Exercise directions:
Your answer must be an exact copy of the entries below, with every picture removed.

+++ Given records +++

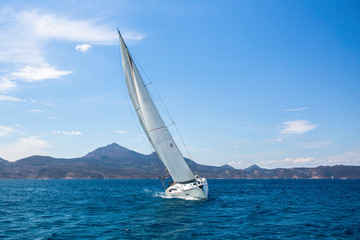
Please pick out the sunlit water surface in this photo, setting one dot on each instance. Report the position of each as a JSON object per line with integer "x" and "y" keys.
{"x": 138, "y": 209}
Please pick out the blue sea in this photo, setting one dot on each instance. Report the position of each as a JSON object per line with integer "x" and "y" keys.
{"x": 138, "y": 209}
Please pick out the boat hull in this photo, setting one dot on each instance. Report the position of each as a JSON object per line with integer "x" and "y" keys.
{"x": 190, "y": 191}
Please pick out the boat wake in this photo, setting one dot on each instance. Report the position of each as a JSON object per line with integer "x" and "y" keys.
{"x": 165, "y": 196}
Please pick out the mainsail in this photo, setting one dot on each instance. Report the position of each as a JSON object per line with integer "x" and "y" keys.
{"x": 151, "y": 121}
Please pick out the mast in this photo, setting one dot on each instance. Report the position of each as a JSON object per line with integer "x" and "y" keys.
{"x": 151, "y": 121}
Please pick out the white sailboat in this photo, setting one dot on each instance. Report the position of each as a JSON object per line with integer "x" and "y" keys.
{"x": 186, "y": 185}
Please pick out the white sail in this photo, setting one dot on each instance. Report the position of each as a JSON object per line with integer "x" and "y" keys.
{"x": 152, "y": 123}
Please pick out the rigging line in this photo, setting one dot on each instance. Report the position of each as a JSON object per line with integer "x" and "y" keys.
{"x": 162, "y": 104}
{"x": 127, "y": 100}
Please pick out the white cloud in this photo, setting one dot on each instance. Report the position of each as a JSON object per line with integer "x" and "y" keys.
{"x": 122, "y": 132}
{"x": 6, "y": 84}
{"x": 9, "y": 99}
{"x": 72, "y": 133}
{"x": 24, "y": 147}
{"x": 24, "y": 35}
{"x": 297, "y": 127}
{"x": 347, "y": 158}
{"x": 310, "y": 145}
{"x": 295, "y": 109}
{"x": 75, "y": 133}
{"x": 5, "y": 131}
{"x": 35, "y": 74}
{"x": 83, "y": 47}
{"x": 35, "y": 110}
{"x": 276, "y": 140}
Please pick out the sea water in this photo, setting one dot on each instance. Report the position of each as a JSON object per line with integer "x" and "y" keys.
{"x": 138, "y": 209}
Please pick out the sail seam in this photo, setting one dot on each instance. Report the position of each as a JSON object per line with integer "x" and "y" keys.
{"x": 156, "y": 129}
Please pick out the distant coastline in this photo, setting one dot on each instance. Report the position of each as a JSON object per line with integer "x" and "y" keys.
{"x": 117, "y": 162}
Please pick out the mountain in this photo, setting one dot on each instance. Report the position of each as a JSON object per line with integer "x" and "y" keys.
{"x": 116, "y": 162}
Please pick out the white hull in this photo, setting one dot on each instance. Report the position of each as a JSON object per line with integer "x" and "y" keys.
{"x": 192, "y": 191}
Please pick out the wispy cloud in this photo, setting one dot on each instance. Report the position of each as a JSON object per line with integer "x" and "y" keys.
{"x": 83, "y": 47}
{"x": 24, "y": 147}
{"x": 6, "y": 84}
{"x": 9, "y": 99}
{"x": 295, "y": 109}
{"x": 74, "y": 133}
{"x": 310, "y": 145}
{"x": 36, "y": 74}
{"x": 5, "y": 131}
{"x": 122, "y": 132}
{"x": 297, "y": 127}
{"x": 35, "y": 110}
{"x": 25, "y": 34}
{"x": 276, "y": 140}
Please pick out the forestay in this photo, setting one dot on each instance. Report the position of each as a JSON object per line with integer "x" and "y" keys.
{"x": 152, "y": 122}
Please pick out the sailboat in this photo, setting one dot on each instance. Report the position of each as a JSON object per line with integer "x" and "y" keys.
{"x": 185, "y": 184}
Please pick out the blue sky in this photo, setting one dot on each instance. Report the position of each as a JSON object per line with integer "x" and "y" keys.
{"x": 275, "y": 83}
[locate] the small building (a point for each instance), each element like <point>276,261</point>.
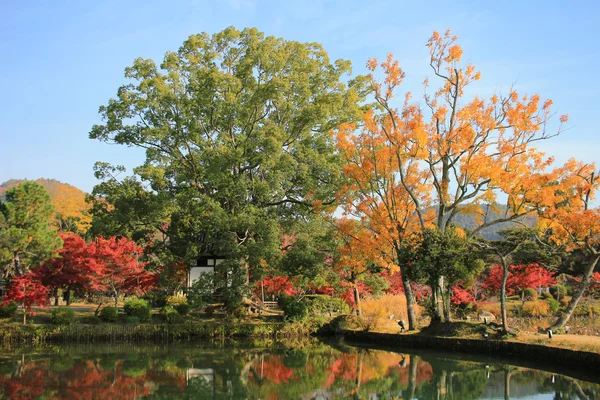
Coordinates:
<point>206,263</point>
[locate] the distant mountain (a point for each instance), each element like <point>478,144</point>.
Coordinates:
<point>71,210</point>
<point>470,222</point>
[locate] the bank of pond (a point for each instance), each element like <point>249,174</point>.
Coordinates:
<point>268,369</point>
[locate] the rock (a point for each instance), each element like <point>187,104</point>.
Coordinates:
<point>486,314</point>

+++

Exercise response:
Please pick out the sunlit water surface in this photo, setting one dot on each instance. Report the position of each as a JSON object per line with integer "x" and "y" keys.
{"x": 138, "y": 209}
Please pick out the blue sea in this photo, setting one dot on each instance. Report the position of each as a JSON object per line with integer "x" and "y" keys.
{"x": 138, "y": 209}
Please pick out the boat hull in this photo, setting one dot on each instance. Report the position of each as a JSON object per line with integer "x" and "y" keys.
{"x": 190, "y": 191}
Please pick out the boat wake in this photo, setting one dot on each instance. Report the position of each as a JSON object per line with integer "x" and "y" keys.
{"x": 165, "y": 196}
Please pick out the mainsail in this photo, setting one dot on each instance. Report the position of each as a JSON object per line with integer "x" and "y" keys.
{"x": 151, "y": 121}
Please pick out the mast in this photo, setting one dot on each instance. Report the position of each as a JSON object per line with integer "x" and "y" keys.
{"x": 151, "y": 121}
Please pick out the white sailboat in this photo, setting one dot on each instance. Report the position of each as a JSON object per line with integer "x" and "y" keys.
{"x": 186, "y": 185}
Please pick out the white sail in this photo, setting one dot on each instance. Report the position of each as a JSON object per line with integer "x" and "y" keys.
{"x": 152, "y": 123}
Please pick out the rigging line in this photo, setting one dot on each instance. Report the position of each as a JSON object per line with integer "x" and "y" keys.
{"x": 162, "y": 104}
{"x": 127, "y": 100}
Please pick out the white cloud in this photo, setting one dot on each instance. Report the position of each as a JSON object per line with integer "x" and "y" keys.
{"x": 122, "y": 132}
{"x": 6, "y": 84}
{"x": 9, "y": 99}
{"x": 72, "y": 133}
{"x": 24, "y": 147}
{"x": 24, "y": 35}
{"x": 297, "y": 127}
{"x": 347, "y": 158}
{"x": 310, "y": 145}
{"x": 295, "y": 109}
{"x": 75, "y": 133}
{"x": 5, "y": 131}
{"x": 35, "y": 74}
{"x": 83, "y": 47}
{"x": 35, "y": 110}
{"x": 276, "y": 140}
Please pick out the sea water in this photo, setting one dot on each instance. Report the position of each as a JSON object per line with integer "x" and "y" keys.
{"x": 138, "y": 209}
Please pick out the sail seam in this photo, setting one dot on each instance. Report the position of each as a JSON object per line with integer "x" and "y" keys.
{"x": 156, "y": 129}
Please pick out the distant coastline in this photo, setting one dot on each instance. Report the position of each as a JSON object per line with integer "x" and "y" keys.
{"x": 117, "y": 162}
Please pick out the mountain in this photo, setting one dot on each instance. Report the position of each as a JSON object per line with integer "x" and "y" keys.
{"x": 116, "y": 162}
Please pick out the white hull in this photo, setting one dot on each instance. Report the position of each as a JSON object per line with integer "x" and "y" keys.
{"x": 192, "y": 191}
Please pick out the wispy cloud in this photo, setting one dot on each instance. Report the position of each as a JSON object per line with integer "x" and "y" keys.
{"x": 83, "y": 47}
{"x": 24, "y": 147}
{"x": 6, "y": 84}
{"x": 9, "y": 99}
{"x": 295, "y": 109}
{"x": 74, "y": 133}
{"x": 310, "y": 145}
{"x": 36, "y": 74}
{"x": 5, "y": 131}
{"x": 122, "y": 132}
{"x": 297, "y": 127}
{"x": 35, "y": 110}
{"x": 25, "y": 34}
{"x": 276, "y": 140}
Please pick out the forestay in this photo, setting one dot on each instance. Report the position of each as a JSON object per line with integer "x" and "y" keys.
{"x": 152, "y": 122}
Please pick out the sailboat in this photo, setting one dot on each instance. Report the position of each as a JSON object per line with integer "x" and "y" keys.
{"x": 185, "y": 184}
Please pick out the blue sky in this photo, setting one dot on each instance. Report the position of each as a JSON object per line with integer "x" and "y" keys.
{"x": 275, "y": 83}
[locate] the small building (a point for each instance), each element like <point>276,261</point>.
Coordinates:
<point>206,263</point>
[locate] the distant mountain (a point for each instance), each element like <point>478,144</point>.
Coordinates:
<point>71,210</point>
<point>470,222</point>
[locate] the bank of pond (a point for each instance), each element like <point>249,174</point>.
Coordinates:
<point>268,369</point>
[locate] the rock (a point for each instance), each element like <point>187,104</point>.
Coordinates:
<point>486,314</point>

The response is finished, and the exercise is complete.